===== SUPPLIED MATERIAL

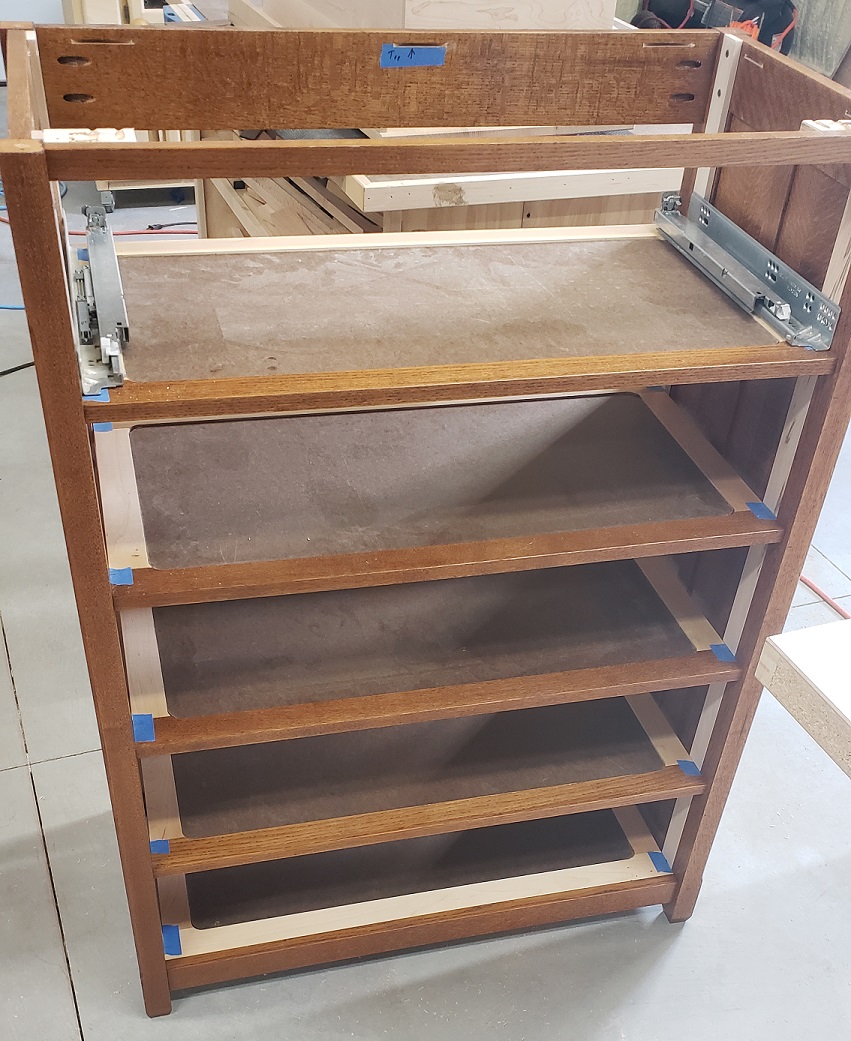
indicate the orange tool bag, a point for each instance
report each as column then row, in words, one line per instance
column 772, row 22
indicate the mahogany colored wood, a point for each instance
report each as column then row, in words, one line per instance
column 42, row 262
column 386, row 826
column 407, row 867
column 238, row 728
column 208, row 399
column 153, row 587
column 324, row 158
column 202, row 969
column 334, row 79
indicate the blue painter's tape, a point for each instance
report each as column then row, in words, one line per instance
column 143, row 727
column 761, row 512
column 659, row 861
column 722, row 652
column 171, row 940
column 407, row 57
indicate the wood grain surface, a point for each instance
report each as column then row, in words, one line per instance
column 314, row 79
column 386, row 826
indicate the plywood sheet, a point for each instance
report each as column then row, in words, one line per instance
column 303, row 486
column 217, row 315
column 395, row 868
column 238, row 789
column 345, row 643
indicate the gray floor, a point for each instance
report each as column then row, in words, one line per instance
column 766, row 957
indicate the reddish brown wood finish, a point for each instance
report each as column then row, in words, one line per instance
column 231, row 729
column 199, row 970
column 43, row 280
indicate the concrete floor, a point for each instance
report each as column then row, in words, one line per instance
column 766, row 956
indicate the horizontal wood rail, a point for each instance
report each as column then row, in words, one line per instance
column 198, row 970
column 439, row 818
column 153, row 587
column 268, row 395
column 317, row 158
column 336, row 78
column 233, row 729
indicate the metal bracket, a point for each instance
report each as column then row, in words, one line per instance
column 748, row 273
column 102, row 326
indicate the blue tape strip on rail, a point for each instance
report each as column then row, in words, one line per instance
column 761, row 512
column 143, row 727
column 659, row 861
column 171, row 940
column 408, row 57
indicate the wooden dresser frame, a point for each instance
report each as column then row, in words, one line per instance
column 775, row 414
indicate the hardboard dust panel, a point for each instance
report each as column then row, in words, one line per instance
column 227, row 790
column 304, row 486
column 282, row 887
column 256, row 314
column 251, row 654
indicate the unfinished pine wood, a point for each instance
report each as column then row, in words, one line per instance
column 286, row 887
column 421, row 306
column 265, row 653
column 314, row 79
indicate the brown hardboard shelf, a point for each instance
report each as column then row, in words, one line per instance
column 417, row 644
column 213, row 511
column 227, row 328
column 259, row 670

==========

Reproduce the lines between the one containing "indicate the blue tape" and the one containing "column 251, row 654", inclusive, without altering a character.

indicate the blue tape strip on rail, a point for each instance
report each as column then row, in words, one line per instance
column 761, row 512
column 143, row 727
column 659, row 861
column 171, row 940
column 408, row 57
indicate the wooden dresser frame, a point for each instance
report each as column then row, in words, one line per instance
column 775, row 414
indicate the hardboard dust panel, a point for each instance
report each as column then row, in words, one line per instance
column 227, row 790
column 304, row 486
column 282, row 887
column 256, row 314
column 251, row 654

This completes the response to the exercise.